→ Task item: The answer is to contain only the line containing "Looking at this interface screenshot, point out the bookshelf" and the lines after it through the last one, each reproduced exactly as it appears below.

→ Exercise input:
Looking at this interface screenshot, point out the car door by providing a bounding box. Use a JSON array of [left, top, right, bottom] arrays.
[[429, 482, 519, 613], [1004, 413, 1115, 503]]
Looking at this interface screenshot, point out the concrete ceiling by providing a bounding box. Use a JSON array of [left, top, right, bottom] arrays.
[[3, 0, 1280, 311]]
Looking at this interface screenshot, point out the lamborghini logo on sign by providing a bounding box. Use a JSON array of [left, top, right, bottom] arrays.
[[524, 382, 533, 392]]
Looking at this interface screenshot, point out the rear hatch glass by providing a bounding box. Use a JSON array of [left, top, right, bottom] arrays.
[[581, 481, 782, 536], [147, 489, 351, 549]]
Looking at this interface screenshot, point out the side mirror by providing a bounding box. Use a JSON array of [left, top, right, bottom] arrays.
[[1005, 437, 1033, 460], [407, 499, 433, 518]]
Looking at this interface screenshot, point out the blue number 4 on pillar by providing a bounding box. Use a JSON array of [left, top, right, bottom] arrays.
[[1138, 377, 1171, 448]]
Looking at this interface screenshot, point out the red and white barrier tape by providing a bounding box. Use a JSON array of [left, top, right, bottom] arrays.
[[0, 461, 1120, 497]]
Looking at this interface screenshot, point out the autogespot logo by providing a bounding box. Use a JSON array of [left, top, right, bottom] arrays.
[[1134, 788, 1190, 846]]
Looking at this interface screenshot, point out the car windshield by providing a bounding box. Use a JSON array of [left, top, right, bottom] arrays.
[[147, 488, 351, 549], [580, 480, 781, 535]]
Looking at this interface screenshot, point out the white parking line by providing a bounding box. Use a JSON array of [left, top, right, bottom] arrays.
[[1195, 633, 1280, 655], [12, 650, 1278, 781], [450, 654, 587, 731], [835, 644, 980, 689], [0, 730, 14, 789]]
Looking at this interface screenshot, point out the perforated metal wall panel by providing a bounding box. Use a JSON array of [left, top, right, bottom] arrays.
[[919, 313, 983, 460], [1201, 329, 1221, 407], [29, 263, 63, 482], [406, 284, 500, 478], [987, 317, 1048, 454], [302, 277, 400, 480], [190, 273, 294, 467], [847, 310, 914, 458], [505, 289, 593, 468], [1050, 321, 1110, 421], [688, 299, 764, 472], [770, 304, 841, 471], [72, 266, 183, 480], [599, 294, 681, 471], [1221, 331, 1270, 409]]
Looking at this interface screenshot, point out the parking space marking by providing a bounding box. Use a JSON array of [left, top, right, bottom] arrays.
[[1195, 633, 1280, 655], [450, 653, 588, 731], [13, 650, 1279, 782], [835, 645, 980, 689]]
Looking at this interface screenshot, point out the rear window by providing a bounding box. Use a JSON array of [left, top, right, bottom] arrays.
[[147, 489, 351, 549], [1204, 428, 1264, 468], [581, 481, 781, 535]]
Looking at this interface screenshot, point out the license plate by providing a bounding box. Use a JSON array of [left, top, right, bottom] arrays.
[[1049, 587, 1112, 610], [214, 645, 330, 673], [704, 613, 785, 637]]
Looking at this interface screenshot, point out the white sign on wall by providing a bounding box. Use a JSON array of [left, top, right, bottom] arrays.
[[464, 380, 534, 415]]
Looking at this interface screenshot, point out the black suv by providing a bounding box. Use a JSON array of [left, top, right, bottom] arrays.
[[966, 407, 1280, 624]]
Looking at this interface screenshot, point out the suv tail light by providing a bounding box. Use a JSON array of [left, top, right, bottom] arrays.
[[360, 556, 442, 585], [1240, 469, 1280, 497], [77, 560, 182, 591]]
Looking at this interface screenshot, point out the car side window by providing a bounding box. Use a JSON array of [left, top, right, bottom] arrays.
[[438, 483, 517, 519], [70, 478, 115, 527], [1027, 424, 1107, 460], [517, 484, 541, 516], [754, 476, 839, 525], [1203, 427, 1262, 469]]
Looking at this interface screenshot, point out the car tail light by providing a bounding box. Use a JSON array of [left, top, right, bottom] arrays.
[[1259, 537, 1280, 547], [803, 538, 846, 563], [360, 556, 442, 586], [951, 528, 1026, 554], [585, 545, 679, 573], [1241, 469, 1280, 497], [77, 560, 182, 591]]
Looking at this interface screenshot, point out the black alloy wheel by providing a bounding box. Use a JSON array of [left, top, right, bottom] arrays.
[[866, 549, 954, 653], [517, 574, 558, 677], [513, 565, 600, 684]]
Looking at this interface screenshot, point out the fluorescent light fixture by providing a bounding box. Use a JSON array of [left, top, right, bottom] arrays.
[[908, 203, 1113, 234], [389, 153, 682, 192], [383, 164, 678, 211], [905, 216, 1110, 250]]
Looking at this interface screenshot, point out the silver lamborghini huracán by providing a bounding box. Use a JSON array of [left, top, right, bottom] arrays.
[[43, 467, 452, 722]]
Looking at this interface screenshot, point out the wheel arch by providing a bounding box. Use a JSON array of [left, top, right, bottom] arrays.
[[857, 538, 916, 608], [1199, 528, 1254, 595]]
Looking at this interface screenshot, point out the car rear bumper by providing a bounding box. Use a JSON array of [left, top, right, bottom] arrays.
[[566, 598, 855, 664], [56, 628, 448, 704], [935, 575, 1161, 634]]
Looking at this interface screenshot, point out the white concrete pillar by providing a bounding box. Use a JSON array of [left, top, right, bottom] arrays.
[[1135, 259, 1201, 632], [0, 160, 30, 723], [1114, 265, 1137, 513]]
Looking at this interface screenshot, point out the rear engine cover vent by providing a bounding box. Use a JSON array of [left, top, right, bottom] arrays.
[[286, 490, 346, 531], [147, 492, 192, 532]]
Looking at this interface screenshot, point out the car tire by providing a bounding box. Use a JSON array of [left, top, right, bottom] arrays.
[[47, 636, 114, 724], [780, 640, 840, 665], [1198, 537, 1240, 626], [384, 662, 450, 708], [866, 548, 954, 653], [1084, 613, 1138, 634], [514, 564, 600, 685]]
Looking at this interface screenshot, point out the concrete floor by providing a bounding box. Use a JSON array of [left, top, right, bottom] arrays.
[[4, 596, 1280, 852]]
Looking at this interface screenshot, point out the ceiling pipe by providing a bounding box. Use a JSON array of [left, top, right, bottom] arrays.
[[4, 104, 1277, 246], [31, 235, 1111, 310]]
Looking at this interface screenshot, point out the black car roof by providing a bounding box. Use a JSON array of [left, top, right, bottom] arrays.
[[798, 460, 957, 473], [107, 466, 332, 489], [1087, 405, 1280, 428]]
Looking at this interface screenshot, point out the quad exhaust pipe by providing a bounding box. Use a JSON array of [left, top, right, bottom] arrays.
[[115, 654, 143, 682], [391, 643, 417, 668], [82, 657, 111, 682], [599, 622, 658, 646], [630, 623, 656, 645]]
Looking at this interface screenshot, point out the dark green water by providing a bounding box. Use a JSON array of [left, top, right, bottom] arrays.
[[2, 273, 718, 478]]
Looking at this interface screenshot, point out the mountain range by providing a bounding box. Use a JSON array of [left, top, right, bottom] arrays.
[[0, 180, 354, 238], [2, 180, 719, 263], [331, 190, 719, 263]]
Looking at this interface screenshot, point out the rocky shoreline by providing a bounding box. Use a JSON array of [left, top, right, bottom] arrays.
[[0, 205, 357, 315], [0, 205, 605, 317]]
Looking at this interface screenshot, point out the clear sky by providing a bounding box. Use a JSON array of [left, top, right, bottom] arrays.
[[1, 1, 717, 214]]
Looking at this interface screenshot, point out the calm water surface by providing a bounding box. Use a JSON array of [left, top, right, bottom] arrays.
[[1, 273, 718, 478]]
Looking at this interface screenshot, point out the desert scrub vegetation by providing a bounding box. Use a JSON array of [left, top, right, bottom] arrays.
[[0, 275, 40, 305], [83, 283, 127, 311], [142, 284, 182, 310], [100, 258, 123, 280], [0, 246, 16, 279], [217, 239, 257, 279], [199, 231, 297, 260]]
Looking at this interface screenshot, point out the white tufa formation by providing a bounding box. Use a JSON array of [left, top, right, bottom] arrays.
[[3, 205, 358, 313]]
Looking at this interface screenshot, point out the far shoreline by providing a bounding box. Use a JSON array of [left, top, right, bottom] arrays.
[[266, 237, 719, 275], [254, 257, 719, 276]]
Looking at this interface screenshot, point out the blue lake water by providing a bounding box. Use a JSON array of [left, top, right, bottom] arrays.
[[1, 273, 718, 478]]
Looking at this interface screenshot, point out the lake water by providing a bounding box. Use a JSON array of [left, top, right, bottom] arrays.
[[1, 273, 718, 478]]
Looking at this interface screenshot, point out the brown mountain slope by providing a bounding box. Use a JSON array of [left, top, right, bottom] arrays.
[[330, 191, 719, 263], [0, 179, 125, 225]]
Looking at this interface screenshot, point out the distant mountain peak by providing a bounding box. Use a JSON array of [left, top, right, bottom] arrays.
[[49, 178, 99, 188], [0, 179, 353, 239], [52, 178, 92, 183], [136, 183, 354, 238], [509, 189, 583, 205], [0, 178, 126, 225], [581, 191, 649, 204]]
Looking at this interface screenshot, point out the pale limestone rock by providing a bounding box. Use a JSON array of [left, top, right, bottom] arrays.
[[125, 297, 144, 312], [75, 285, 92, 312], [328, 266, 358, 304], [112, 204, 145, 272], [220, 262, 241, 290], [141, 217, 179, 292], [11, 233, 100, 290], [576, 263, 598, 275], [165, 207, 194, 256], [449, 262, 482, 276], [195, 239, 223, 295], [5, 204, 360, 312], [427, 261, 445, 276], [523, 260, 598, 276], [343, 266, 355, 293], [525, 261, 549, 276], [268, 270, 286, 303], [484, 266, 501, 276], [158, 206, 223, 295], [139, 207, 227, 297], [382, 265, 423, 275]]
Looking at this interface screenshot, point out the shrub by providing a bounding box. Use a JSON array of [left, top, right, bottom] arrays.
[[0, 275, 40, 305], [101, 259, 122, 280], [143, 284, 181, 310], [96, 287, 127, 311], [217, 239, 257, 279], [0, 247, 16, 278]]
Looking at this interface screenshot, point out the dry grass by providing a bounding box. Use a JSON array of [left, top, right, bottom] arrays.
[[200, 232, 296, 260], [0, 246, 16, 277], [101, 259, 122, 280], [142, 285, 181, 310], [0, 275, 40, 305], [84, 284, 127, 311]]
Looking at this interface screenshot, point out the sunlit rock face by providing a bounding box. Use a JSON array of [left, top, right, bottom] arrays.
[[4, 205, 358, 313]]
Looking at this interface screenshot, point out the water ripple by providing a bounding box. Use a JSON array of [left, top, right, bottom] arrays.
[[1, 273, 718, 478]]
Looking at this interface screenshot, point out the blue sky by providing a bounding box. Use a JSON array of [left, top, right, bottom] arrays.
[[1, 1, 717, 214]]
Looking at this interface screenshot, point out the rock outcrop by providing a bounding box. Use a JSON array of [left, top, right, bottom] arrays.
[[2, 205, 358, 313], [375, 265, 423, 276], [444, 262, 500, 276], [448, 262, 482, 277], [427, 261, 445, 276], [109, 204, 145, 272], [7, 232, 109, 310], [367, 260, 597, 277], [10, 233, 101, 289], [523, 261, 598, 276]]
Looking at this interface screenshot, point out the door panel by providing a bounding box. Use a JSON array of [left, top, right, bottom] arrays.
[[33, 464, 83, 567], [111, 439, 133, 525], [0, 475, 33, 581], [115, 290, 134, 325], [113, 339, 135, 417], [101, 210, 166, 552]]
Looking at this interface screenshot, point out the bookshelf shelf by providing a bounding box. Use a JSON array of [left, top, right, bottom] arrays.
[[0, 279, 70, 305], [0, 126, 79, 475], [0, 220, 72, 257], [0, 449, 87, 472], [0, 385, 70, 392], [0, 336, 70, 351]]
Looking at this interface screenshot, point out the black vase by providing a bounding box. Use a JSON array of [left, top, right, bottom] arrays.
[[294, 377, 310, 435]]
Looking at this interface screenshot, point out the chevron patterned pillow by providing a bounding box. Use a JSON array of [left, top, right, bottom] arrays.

→ Task output:
Looking at this interface screenshot, point out the bookshelf shelf by providing a bounding box. Use a JSON array of [left, top, right, bottom] arrays.
[[0, 279, 70, 305], [0, 126, 79, 475], [0, 220, 72, 257], [0, 449, 87, 472], [0, 385, 70, 392], [0, 336, 70, 351]]
Looking at this interface screenshot, point out the black vase by providing a bounding box. Use a JSON array of [left, top, right, bottom] arrays.
[[294, 377, 310, 435]]
Looking at this interface screenshot, point out the chevron patterned pillow by providing a bounding box. Use a JSON array of [left, top, right, bottom] arrays.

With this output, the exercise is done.